#### Trecho de origem
+ + +

Dos entrevistados que já consumiram o produto (37,5%), a maioria informou ter gostado (61,53%). Segundo os dados levantados, a ausência de hábito de consumo se dá devido ao preço elevado (48,07%), a dificuldade para encontrar o produto (27,88%) e a não apreciar o alimento (15,4%). A exemplo dos lácteos, a elaboração de produtos cárneos de menor valor agregado que os cortes, como embutidos, espetinhos, entre outros, pode constituir uma estratégia interessante para estimular o consumo.
Nota-se que a parcela de consumidores que não gostam da carne caprina é inferior à dos que não consomem por outros motivos, indicando que há um mercado potencial a ser trabalhado. Os dados estão de acordo com os relatados por Cuenca et al. (2008) para o estado de Sergipe e com o SEBRAE (2011) para o estado da Bahia. Vale o questionamento de até que ponto o consumidor está disposto a procurar pelo produto (SEBRAE, 2011), já que a carne caprina está à venda em uma das duas filiais da rede de supermercados em que a pesquisa foi realizada.

+ + +

#### Dados de entrada
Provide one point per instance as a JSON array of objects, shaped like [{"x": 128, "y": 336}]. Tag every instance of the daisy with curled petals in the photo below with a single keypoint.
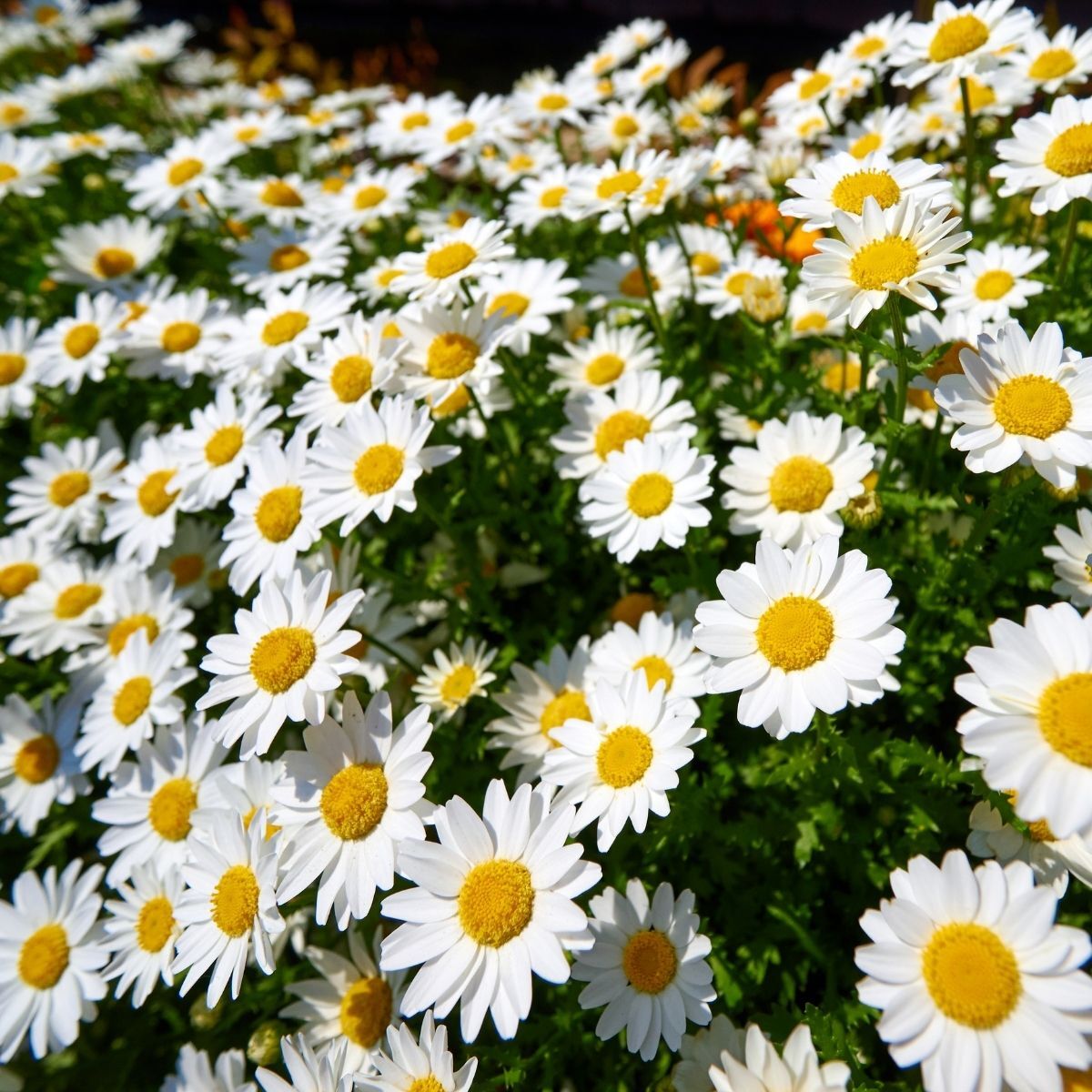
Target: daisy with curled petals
[
  {"x": 410, "y": 1063},
  {"x": 600, "y": 424},
  {"x": 1049, "y": 154},
  {"x": 759, "y": 1067},
  {"x": 61, "y": 494},
  {"x": 50, "y": 959},
  {"x": 272, "y": 521},
  {"x": 287, "y": 659},
  {"x": 798, "y": 632},
  {"x": 147, "y": 811},
  {"x": 140, "y": 932},
  {"x": 905, "y": 249},
  {"x": 370, "y": 462},
  {"x": 458, "y": 675},
  {"x": 620, "y": 763},
  {"x": 792, "y": 484},
  {"x": 352, "y": 1003},
  {"x": 476, "y": 248},
  {"x": 348, "y": 802},
  {"x": 976, "y": 982},
  {"x": 136, "y": 694},
  {"x": 959, "y": 42},
  {"x": 491, "y": 905},
  {"x": 650, "y": 492},
  {"x": 648, "y": 966},
  {"x": 1071, "y": 561},
  {"x": 222, "y": 440},
  {"x": 37, "y": 763},
  {"x": 994, "y": 282},
  {"x": 842, "y": 183},
  {"x": 1021, "y": 399},
  {"x": 1032, "y": 692},
  {"x": 540, "y": 700},
  {"x": 228, "y": 904}
]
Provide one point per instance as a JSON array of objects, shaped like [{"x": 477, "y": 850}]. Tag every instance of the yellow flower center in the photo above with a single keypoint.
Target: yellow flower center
[
  {"x": 169, "y": 808},
  {"x": 156, "y": 923},
  {"x": 132, "y": 699},
  {"x": 511, "y": 304},
  {"x": 235, "y": 901},
  {"x": 956, "y": 37},
  {"x": 68, "y": 487},
  {"x": 152, "y": 496},
  {"x": 76, "y": 600},
  {"x": 1065, "y": 716},
  {"x": 44, "y": 956},
  {"x": 366, "y": 1011},
  {"x": 81, "y": 339},
  {"x": 650, "y": 495},
  {"x": 620, "y": 427},
  {"x": 883, "y": 262},
  {"x": 113, "y": 261},
  {"x": 623, "y": 757},
  {"x": 282, "y": 658},
  {"x": 37, "y": 759},
  {"x": 795, "y": 632},
  {"x": 1070, "y": 152},
  {"x": 180, "y": 173},
  {"x": 278, "y": 512},
  {"x": 450, "y": 355},
  {"x": 971, "y": 976},
  {"x": 284, "y": 328},
  {"x": 496, "y": 902},
  {"x": 650, "y": 961},
  {"x": 850, "y": 192},
  {"x": 1032, "y": 405},
  {"x": 379, "y": 469}
]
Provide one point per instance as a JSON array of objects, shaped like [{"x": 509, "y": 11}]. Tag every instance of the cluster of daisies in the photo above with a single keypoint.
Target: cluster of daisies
[{"x": 282, "y": 327}]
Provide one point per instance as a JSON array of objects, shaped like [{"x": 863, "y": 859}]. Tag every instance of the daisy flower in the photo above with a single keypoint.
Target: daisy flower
[
  {"x": 904, "y": 249},
  {"x": 50, "y": 959},
  {"x": 491, "y": 905},
  {"x": 1071, "y": 561},
  {"x": 370, "y": 462},
  {"x": 272, "y": 521},
  {"x": 458, "y": 675},
  {"x": 976, "y": 982},
  {"x": 141, "y": 931},
  {"x": 1021, "y": 399},
  {"x": 228, "y": 909},
  {"x": 539, "y": 700},
  {"x": 61, "y": 494},
  {"x": 648, "y": 966},
  {"x": 647, "y": 494},
  {"x": 347, "y": 802},
  {"x": 798, "y": 632},
  {"x": 425, "y": 1062},
  {"x": 136, "y": 694},
  {"x": 600, "y": 424},
  {"x": 223, "y": 438},
  {"x": 37, "y": 763},
  {"x": 1048, "y": 154},
  {"x": 353, "y": 365},
  {"x": 147, "y": 811},
  {"x": 353, "y": 1003},
  {"x": 620, "y": 762},
  {"x": 112, "y": 250},
  {"x": 287, "y": 659},
  {"x": 792, "y": 484},
  {"x": 844, "y": 181},
  {"x": 1031, "y": 691},
  {"x": 475, "y": 249}
]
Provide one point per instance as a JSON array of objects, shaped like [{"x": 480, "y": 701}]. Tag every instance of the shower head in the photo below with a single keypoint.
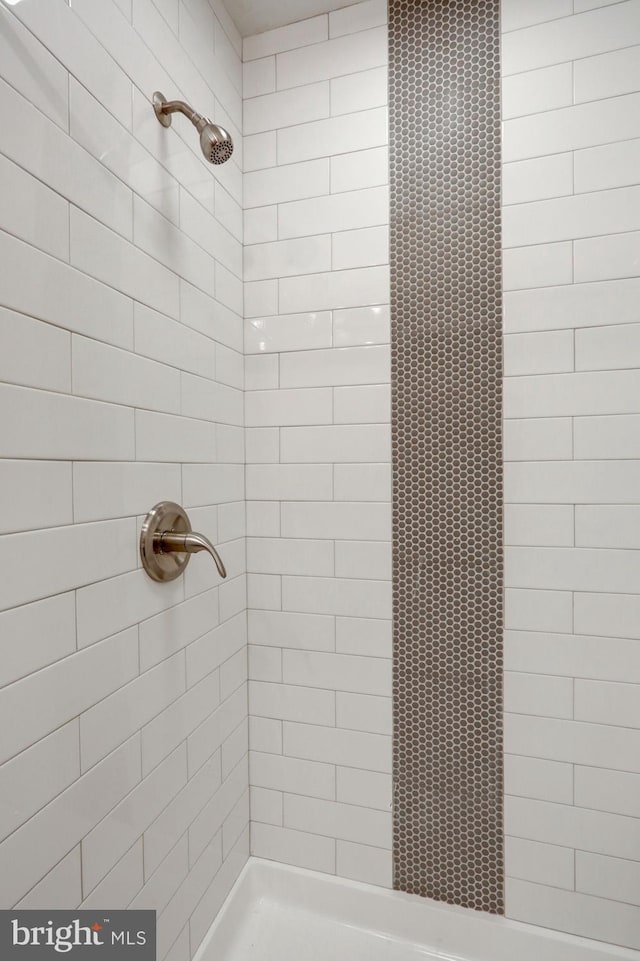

+ + +

#### Requisito 1
Reescreva em forma de lista o parágrafo do trecho de origem que começa com "Dos entrevistados que já consumiram o produto", mantendo seus fatos principais.
#### Requisito 2
Retome o trecho de origem, sobre o consumo de carne caprina, e dê continuidade ao texto a partir da última frase apresentada.

#### Resposta esperada 1
- Dos entrevistados que já consumiram o produto (37,5%), a maioria (61,53%) disse ter gostado.
- A falta de hábito de consumo se deve ao preço elevado (48,07%), à dificuldade para encontrar o produto (27,88%) e a não apreciar o alimento (15,4%).
- A exemplo dos lácteos, produtos cárneos de menor valor agregado que os cortes, como embutidos e espetinhos, podem ser uma estratégia para estimular o consumo.

#### Resposta esperada 2
Os entrevistados apontaram o consumo da carne caprina se dá principalmente em restaurantes (38,46%). Infere-se que isto se deva à dificuldade de encontrar o produto em supermercados, pois as opções “dificuldade para temperar”, “peças muito grandes” e “dificuldade no preparo” foram apresentadas como opções de motivos para a falta de hábito de consumo, mas foram preteridas por todos os entrevistados.
Os motivos indicados pelos que não apreciam o produto para tal foram odor forte (73,3%), sabor forte (60%) e consistência dura (33,3%). De acordo com Madruga (2007) a preferência na maior parte do Brasil é por carne de animais jovens, caracterizada por ser mais macia e de sabor e odor menos intensos. A carne de animais adultos não tem a mesma aceitação. É interessante observar que muitos daqueles que expressam rejeição pela carne caprina nunca a experimentaram, preconceito bastante relatado na literatura (CUENCA et al., 2008, SEBRAE, 2011, RAINERI et al., 2016).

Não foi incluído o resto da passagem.